_WORK INSTRUCTIONS:_
Return each line of the data below exactly, omitting any pictures.

[Dataset entries]

= = =

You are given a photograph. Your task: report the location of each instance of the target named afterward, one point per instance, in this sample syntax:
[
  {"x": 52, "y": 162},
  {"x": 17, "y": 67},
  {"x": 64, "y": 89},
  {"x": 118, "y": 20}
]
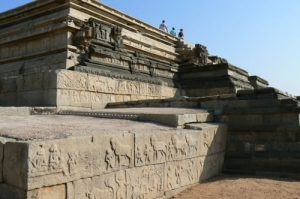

= = =

_RESPONSE TO THE EXERCISE:_
You are given a photograph. Your task: report the location of each instance of the target named afterward, one point per instance, in this sample syntax:
[
  {"x": 52, "y": 162},
  {"x": 17, "y": 67},
  {"x": 64, "y": 89},
  {"x": 118, "y": 20}
]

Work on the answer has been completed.